__EXCERPT__.
╭──

The fact that they went out of their way to break python 2 unicode when running on python 3 was just totally nuts. Especially after making such a big deal about unicode!
I've never seen anything like it I don't think? Maybe the new Perl that never really landed?
Imo it's infinitely worse than that.
The big deal about Unicode is its nature, as defined in the "Summary Narrative" from 1991[0]. To wit:
> The Unicode character encoding derives its name from three main goals:
* universal (addressing the needs of world languages)
* uniform (fixed-width codes for efficient access), and
* unique (bit sequence has only one interpretation into character codes)
The Unicode folk realized that it would take decades to shift developers worldwide to doing that properly, so they adopted a three stage plan for software (eg the string types of programming languages) to get from where things were, to where they needed to be:
* Stage #1: Character = byte
* Stage #2: Character = code point
* Stage #3: Character = what a user thinks of as a character[1]
Python 1 was a Stage #1 language -- Character = byte -- like most others of its time.
In Python 2 there were tweaks to try move toward Stage #2 -- Character = code point, again, like most other PLs of its time.

╰──

__GIVEN INSTRUCTION 1__. Identify every line in the listing below that contains the word "vegetation", and copy each of those lines. Case counts.

__INPUT FOR THIS TASK__.
╭──

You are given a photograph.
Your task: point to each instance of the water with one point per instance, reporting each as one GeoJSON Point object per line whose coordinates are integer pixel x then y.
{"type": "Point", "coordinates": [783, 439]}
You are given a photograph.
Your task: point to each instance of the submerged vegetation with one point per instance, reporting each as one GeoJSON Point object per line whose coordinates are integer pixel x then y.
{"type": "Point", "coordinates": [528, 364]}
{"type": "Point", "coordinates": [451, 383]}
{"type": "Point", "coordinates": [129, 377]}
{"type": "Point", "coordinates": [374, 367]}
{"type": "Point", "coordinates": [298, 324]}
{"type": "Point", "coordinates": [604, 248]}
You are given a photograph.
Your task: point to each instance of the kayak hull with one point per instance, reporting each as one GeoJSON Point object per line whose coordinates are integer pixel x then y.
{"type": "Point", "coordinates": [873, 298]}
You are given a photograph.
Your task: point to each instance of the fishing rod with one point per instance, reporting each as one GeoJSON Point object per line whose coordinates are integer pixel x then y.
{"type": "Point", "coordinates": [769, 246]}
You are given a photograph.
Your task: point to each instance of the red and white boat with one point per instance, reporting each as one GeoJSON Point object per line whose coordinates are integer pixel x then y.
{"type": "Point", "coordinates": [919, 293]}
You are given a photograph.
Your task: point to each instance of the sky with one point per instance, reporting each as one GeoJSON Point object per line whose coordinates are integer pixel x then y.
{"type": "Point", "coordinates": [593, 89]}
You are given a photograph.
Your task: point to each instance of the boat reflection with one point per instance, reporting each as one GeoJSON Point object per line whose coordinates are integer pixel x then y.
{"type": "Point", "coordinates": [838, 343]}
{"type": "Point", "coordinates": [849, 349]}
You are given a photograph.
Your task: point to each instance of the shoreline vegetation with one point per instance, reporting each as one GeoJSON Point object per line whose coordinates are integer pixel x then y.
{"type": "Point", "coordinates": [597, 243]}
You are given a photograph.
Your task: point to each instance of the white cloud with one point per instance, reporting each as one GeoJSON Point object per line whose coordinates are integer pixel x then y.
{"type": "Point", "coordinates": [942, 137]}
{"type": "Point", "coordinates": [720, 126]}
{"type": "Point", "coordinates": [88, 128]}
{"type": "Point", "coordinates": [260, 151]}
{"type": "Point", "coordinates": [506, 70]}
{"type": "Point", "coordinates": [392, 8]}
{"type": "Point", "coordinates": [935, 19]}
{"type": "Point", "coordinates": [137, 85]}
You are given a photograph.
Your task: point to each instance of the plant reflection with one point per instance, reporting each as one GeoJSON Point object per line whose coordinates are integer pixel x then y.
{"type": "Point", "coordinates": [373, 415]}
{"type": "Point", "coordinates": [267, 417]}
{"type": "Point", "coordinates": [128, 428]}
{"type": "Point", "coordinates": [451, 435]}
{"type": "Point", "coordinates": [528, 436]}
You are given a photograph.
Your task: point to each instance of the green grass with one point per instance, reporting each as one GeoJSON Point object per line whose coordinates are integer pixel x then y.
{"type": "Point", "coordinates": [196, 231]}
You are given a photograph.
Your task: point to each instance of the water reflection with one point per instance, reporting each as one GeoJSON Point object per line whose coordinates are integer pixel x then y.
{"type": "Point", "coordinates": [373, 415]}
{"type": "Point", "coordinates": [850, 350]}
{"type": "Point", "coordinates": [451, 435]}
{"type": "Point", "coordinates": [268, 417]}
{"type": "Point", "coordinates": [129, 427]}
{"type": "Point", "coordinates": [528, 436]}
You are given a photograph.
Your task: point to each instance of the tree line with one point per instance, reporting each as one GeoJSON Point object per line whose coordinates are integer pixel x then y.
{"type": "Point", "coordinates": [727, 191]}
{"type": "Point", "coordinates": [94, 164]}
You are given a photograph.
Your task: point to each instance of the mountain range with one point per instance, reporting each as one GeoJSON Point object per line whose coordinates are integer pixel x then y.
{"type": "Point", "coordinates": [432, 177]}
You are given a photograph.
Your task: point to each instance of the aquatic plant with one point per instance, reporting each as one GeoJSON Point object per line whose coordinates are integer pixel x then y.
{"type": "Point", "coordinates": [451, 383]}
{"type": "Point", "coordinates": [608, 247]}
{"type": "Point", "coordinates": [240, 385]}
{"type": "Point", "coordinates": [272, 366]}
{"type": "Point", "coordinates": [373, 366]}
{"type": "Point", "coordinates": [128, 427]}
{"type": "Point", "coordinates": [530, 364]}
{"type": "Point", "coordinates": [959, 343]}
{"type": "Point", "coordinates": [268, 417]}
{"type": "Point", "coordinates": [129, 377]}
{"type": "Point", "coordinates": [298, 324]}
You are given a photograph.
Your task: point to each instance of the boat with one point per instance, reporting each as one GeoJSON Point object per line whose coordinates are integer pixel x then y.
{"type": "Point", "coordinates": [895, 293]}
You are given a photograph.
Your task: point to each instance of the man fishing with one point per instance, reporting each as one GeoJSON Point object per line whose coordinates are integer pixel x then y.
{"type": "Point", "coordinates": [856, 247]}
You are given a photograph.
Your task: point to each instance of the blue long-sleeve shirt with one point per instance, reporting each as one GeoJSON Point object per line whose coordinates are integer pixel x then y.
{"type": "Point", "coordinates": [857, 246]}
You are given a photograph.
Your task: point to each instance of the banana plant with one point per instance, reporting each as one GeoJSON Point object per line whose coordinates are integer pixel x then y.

╰──

__GIVEN INSTRUCTION 2__. Write the next part of the forum thread on Python and Unicode, starting right after its last sentence.

__WRITTEN ANSWER 1__.
Your task: point to each instance of the submerged vegetation with one point per instance, reporting each as one GeoJSON Point object per line whose coordinates are integer pixel x then y.
Your task: point to each instance of the shoreline vegetation with one point per instance, reporting each as one GeoJSON Point object per line whose coordinates are integer pixel x then y.

__WRITTEN ANSWER 2__.
In Python 3, they dictated a full switch to Stage #2 --- Character = code point. That was an unnecessarily painful break relative to Python 2. But -- and this is what really matters -- they entirely ignored Stage #3, which is the whole point of Unicode in the final analysis.
For some reason this was not good enough for the python 3 folks - they actively broke this code which was from folks who had SPECIFICALLy addressed unicode in their apps.
And yes, they could have supported u"" (and a number of other things).
They went - unicode is so critical we will break the world, and then for folks who had already supported unicode well or wanted to dual target a library they said your u"" approach to unicode is so bad we will break it.
Total BS in my book.